(Fotografia de Rui Gaudêncio)
(Nota: Como considerei o policial O Colecionador de Erva, um dos melhores que li este ano, publico aqui a entrevista que fiz a Francisco José Viegas em Abril quando o seu romance foi para as livrarias. Ver também O Arroz de sardinhas de Jaime Ramos)
O Colecionador de Erva (Porto Editora) é o primeiro romance de Francisco José Viegas depois de em Outubro ter pedido para abandonar o Governo por motivos de saúde. A recuperar, o ex-secretário de Estado da Cultura regressou ao trabalho na Quetzal e à direcção da revista Ler. Considera cedo para fazer um balanço dos 18 meses que esteve na Ajuda. Mas sabe que o seu próximo romance dará férias a Jaime Ramos e será sobre a Sinagoga do Porto. E pode ser que arranje tempo para aceder ao pedido do editor Manuel Alberto Valente e lançar o livro das receitas de Jaime Ramos. Em O Colecionador de Erva, que cruza literatura russa com uma família tradicional do Minho, o inspector desvenda o segredo de um bom arroz de sardinhas. Entrevista a Francisco José Viegas, por Isabel Coutinho
Este é o seu primeiro romance com o novo Acordo Ortográfico.
Para ser sincero, faz-me impressão tirarem o C de coleccionador. Não é que tenha nostalgia das consoantes mudas, mas faz-me impressão a perda do P de Egipto. Provavelmente por ter feito linguística na faculdade e irritar-me com o predomínio da linguística oral sobre a filologia. Disse sempre que havia coisas erradas no Acordo Ortográfico (AO) e que era preciso revê-lo e continuo a dizê-lo.

■ INSTRUÇÕES DA TAREFA
Reescreva sob a forma de lista o parágrafo do texto que começa por «O Colecionador de Erva (Porto Editora)», conservando os factos principais.

■ INFORMAÇÃO EXTRAÍDA
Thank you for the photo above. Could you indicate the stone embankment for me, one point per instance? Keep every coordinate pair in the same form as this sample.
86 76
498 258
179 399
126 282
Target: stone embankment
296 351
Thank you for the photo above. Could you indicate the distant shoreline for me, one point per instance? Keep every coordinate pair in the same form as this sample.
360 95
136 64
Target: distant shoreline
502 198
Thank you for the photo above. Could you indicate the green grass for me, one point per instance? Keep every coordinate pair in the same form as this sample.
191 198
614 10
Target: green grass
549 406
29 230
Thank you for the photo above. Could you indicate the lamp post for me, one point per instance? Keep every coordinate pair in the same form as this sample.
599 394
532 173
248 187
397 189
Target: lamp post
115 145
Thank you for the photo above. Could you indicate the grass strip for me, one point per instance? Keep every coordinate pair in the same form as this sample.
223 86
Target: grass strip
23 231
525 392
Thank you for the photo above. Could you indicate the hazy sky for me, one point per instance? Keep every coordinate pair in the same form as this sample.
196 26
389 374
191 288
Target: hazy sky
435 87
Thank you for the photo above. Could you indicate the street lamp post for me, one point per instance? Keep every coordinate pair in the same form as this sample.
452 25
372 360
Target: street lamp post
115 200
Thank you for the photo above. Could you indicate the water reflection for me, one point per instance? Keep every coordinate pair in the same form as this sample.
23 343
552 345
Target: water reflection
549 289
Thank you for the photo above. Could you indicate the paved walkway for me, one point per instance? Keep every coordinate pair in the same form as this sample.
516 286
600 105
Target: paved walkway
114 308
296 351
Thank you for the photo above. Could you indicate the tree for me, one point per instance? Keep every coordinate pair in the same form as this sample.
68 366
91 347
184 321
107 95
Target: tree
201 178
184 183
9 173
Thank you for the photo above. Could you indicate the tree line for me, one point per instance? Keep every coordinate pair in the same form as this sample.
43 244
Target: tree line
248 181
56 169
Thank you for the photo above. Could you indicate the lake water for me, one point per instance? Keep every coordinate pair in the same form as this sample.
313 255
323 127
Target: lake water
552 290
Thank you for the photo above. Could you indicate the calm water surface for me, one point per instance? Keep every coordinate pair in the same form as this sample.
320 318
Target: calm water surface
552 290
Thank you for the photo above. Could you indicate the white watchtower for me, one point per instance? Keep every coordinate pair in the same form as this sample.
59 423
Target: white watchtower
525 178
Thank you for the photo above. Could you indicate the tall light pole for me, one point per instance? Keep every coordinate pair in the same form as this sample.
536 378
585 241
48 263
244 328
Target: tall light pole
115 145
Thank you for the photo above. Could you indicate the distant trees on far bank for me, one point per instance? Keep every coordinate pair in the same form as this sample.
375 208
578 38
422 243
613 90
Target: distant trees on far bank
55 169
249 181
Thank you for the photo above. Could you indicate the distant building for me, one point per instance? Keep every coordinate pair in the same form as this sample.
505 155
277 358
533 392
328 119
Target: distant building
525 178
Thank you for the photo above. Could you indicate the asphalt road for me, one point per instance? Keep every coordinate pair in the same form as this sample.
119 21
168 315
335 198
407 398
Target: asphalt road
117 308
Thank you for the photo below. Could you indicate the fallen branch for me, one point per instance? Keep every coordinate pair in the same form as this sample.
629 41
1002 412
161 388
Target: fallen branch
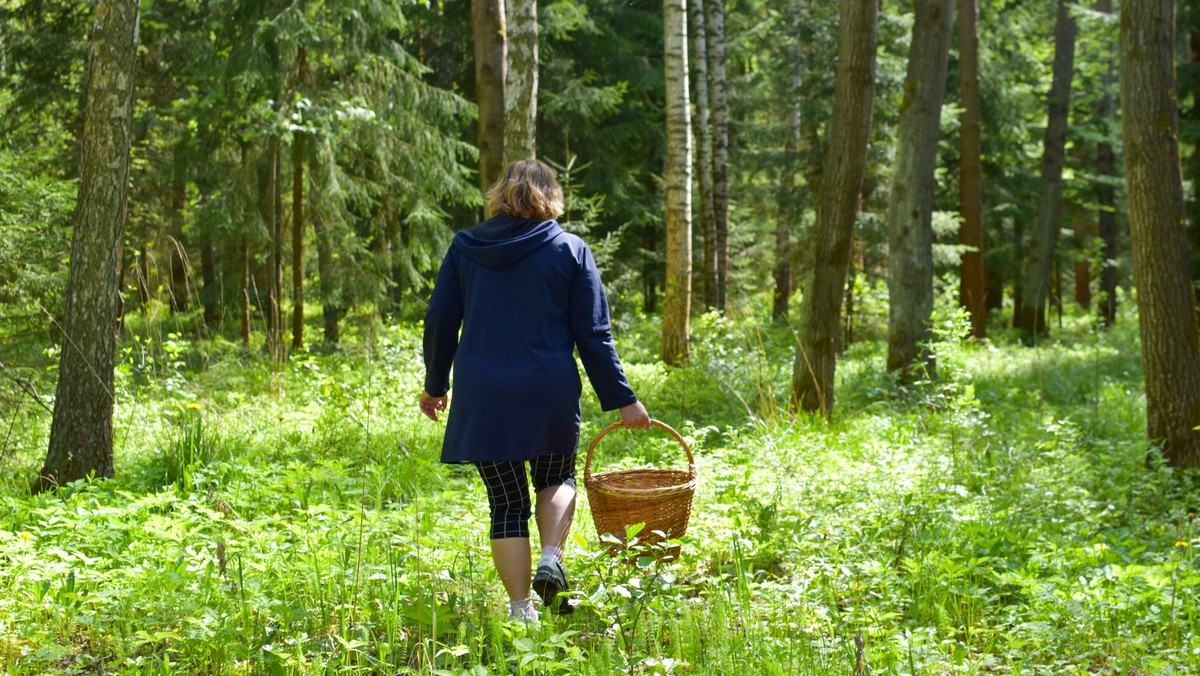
27 387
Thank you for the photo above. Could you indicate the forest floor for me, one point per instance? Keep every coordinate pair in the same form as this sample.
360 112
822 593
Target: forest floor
1006 519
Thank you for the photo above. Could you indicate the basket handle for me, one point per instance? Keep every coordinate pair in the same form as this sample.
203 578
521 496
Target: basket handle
678 437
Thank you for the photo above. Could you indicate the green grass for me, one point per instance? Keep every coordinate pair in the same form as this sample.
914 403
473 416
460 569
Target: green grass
1008 519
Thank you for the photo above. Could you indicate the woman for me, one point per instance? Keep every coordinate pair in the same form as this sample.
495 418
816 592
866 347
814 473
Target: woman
526 295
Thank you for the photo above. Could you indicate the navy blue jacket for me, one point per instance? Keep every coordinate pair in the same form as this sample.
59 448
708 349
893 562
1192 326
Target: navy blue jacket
526 294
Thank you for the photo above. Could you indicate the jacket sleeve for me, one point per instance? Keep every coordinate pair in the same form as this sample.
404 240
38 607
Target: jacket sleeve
442 323
592 330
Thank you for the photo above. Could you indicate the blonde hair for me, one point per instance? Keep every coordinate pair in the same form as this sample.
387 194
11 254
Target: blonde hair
527 189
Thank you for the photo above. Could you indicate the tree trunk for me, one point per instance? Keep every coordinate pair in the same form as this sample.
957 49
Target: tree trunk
1083 232
298 154
521 82
837 207
275 292
1032 317
330 305
1195 160
701 132
677 178
246 171
715 35
487 28
973 279
178 252
911 202
789 199
82 426
211 292
245 291
1170 335
649 270
1105 196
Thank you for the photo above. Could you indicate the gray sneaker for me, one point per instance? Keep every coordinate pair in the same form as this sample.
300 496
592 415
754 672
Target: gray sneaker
550 580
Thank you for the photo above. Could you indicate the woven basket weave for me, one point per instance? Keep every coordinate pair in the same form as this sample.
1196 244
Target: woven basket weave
660 498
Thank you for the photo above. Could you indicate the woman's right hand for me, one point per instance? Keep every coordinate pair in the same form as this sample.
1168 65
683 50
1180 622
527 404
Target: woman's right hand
430 405
634 417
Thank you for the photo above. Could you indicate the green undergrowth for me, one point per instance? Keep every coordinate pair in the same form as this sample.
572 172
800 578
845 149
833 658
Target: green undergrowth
1005 519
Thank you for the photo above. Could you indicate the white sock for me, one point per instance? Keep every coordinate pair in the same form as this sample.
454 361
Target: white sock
551 554
522 610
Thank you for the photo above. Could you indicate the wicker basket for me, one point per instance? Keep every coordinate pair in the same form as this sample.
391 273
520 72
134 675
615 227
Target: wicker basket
660 498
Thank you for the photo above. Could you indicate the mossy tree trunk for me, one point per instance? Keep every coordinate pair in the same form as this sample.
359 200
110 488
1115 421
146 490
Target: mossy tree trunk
973 279
82 426
911 201
1031 313
487 29
521 81
677 174
1170 334
838 202
703 141
718 99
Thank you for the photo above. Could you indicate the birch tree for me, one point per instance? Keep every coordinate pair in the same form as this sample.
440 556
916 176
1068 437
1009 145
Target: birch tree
487 30
911 201
677 175
1170 334
1031 312
521 81
82 426
841 184
972 285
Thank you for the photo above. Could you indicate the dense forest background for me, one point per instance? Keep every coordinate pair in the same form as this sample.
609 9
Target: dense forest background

■ RESOLUÇÃO DO EXERCÍCIO
- O Colecionador de Erva (Porto Editora) é o primeiro romance de Francisco José Viegas desde que, em Outubro, pediu para sair do Governo por motivos de saúde.
- Em recuperação, o ex-secretário de Estado da Cultura regressou ao trabalho na Quetzal e à direcção da revista Ler.
- Considera cedo para fazer um balanço dos 18 meses que passou na Ajuda.
- O seu próximo romance dará férias a Jaime Ramos e será sobre a Sinagoga do Porto.
- Poderá ainda lançar o livro das receitas de Jaime Ramos, a pedido do editor Manuel Alberto Valente.
- O romance cruza literatura russa com uma família tradicional do Minho, e nele o inspector desvenda o segredo de um bom arroz de sardinhas.
- A entrevista foi feita por Isabel Coutinho.